### DATASET
****************************************

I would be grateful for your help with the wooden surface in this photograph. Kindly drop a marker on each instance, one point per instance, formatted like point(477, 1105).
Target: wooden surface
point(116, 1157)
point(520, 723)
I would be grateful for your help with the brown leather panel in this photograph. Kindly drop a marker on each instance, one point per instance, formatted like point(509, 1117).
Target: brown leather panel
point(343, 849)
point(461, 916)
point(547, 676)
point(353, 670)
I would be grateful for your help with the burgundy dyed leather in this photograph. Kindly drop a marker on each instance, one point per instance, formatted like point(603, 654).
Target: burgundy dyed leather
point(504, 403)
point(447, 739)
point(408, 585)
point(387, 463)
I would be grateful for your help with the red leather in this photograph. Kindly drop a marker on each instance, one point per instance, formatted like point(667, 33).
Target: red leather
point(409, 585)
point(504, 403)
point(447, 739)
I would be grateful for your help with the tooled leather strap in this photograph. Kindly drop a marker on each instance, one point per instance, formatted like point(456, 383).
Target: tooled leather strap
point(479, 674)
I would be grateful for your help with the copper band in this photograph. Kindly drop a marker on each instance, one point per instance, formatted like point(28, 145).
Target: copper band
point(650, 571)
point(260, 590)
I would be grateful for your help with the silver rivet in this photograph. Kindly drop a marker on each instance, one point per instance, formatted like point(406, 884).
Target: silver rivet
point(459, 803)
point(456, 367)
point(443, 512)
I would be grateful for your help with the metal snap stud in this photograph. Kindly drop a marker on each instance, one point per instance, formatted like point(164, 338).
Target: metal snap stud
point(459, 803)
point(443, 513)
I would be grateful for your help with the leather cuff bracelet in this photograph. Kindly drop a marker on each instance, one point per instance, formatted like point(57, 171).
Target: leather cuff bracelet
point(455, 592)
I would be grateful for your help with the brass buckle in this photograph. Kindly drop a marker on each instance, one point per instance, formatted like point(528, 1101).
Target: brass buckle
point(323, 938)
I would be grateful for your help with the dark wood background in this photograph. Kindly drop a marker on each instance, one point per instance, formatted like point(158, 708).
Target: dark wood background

****************************************

### WHAT YOU HAVE TO DO
Write out the records above again, beginning at the line that has "I would be grateful for your help with the copper" and stopping after the line that has "point(260, 590)". Swap "copper band" for "brass band" and keep everything else unchanged.

### SOLUTION
I would be grateful for your help with the brass band in this photograph. Kindly drop a marker on each instance, one point per instance, formatted like point(28, 145).
Target: brass band
point(650, 571)
point(260, 590)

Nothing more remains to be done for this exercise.